(REQUIRED TASK): Turn the listing below into a numbered list, leaving out any blank lines.

(INPUT ROWS):
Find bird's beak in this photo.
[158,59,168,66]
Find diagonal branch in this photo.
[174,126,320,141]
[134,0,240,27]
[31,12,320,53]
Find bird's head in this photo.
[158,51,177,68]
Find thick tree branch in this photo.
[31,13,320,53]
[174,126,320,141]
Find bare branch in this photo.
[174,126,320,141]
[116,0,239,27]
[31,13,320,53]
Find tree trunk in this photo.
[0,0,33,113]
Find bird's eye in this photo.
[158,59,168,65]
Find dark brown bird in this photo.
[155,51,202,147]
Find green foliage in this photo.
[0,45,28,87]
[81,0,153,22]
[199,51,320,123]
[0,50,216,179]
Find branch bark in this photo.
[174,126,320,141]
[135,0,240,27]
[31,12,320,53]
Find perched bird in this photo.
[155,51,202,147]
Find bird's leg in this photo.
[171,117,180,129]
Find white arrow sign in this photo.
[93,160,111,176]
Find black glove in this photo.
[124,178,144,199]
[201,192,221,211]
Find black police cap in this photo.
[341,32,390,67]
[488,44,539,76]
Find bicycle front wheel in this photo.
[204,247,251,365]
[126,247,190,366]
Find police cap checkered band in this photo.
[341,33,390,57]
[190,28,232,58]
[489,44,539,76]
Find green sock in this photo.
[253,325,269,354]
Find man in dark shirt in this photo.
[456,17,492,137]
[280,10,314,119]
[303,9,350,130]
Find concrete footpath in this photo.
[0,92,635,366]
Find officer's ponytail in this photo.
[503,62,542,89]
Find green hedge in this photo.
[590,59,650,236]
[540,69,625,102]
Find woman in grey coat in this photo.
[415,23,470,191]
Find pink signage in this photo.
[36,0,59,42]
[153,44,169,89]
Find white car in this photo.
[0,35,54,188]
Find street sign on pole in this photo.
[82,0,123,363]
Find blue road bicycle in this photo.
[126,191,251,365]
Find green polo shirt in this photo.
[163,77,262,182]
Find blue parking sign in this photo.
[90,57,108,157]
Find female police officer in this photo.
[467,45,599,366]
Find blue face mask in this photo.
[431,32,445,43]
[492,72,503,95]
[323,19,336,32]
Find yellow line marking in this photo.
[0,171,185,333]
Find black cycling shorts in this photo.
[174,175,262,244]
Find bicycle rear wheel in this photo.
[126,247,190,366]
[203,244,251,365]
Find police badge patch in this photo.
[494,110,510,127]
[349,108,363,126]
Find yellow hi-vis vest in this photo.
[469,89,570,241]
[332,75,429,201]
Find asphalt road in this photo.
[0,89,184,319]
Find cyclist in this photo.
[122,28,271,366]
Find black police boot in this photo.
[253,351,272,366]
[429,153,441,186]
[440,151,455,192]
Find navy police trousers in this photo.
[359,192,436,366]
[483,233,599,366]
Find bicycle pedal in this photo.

(FINISHED EXERCISE):
1. Find bird's beak in this photo.
2. [158,59,168,66]
3. Find diagonal branch in this photo.
4. [174,126,320,141]
5. [134,0,240,27]
6. [31,12,320,53]
7. Find bird's head in this photo.
8. [158,51,177,68]
9. Find thick tree branch in this photo.
10. [31,13,320,53]
11. [174,126,320,141]
12. Find bare branch in this photo.
13. [174,126,320,141]
14. [116,0,239,27]
15. [31,13,320,53]
16. Find tree trunk in this photo.
17. [0,0,33,113]
18. Find bird's eye in this photo.
19. [158,59,168,65]
20. Find dark brown bird in this photo.
21. [155,51,202,147]
22. Find green foliage in this photo.
23. [0,45,28,87]
24. [81,0,153,22]
25. [199,51,320,123]
26. [0,50,216,179]
27. Find branch bark in this photo.
28. [174,126,320,141]
29. [135,0,240,27]
30. [31,12,320,53]
31. Find perched bird in this photo.
32. [155,51,202,147]
33. Find bird's leg in this photo.
34. [171,117,180,129]
35. Find white arrow sign in this photo.
36. [93,160,111,176]
37. Find black glove in this photo.
38. [124,178,144,199]
39. [201,192,221,211]
40. Find black police cap in this photo.
41. [341,32,390,67]
42. [488,44,539,76]
43. Find bicycle front wheel in this photo.
44. [204,247,251,365]
45. [126,247,190,366]
46. Find police cap checkered band in this photo.
47. [341,33,390,57]
48. [190,28,232,58]
49. [489,44,539,76]
50. Find green sock in this photo.
51. [253,325,269,354]
52. Find man in dark shirt in this photo.
53. [456,17,492,137]
54. [280,10,314,119]
55. [303,9,350,130]
56. Find concrete footpath in this photo.
57. [0,92,635,366]
58. Find officer's ponytail in this photo.
59. [503,62,542,89]
60. Find green hedge in this photo.
61. [590,59,650,236]
62. [540,69,625,102]
63. Find woman in grey coat in this photo.
64. [415,23,470,191]
65. Find pink signage in this photo.
66. [36,0,59,42]
67. [153,44,169,89]
68. Find white car in this photo.
69. [0,35,54,188]
70. Find street sign on pole in this photo.
71. [82,0,123,363]
72. Find blue road bicycle in this photo.
73. [126,191,251,365]
74. Find green polo shirt in this photo.
75. [163,77,262,182]
76. Find blue parking sign in this photo.
77. [90,57,108,157]
78. Find female police officer in this photo.
79. [467,45,599,366]
80. Find blue face mask in this photo.
81. [431,32,445,43]
82. [492,72,503,95]
83. [323,19,336,32]
84. Find yellow line marking in this photo.
85. [0,171,185,333]
86. Find black cycling shorts in this photo.
87. [174,175,262,244]
88. Find bicycle rear wheel in this photo.
89. [126,247,190,366]
90. [203,244,251,365]
91. Find police badge patch in this photo.
92. [494,110,510,127]
93. [349,108,363,126]
94. Find yellow hi-vis vest in this photo.
95. [469,89,570,241]
96. [332,75,429,201]
97. Find asphalt road in this photo.
98. [0,89,184,319]
99. Find cyclist in this photo.
100. [122,28,271,366]
101. Find black police boot in this photo.
102. [253,351,272,366]
103. [429,153,441,186]
104. [440,151,455,192]
105. Find navy police trousers in this photo.
106. [359,192,436,366]
107. [483,233,599,366]
108. Find bicycle pedal in this photo.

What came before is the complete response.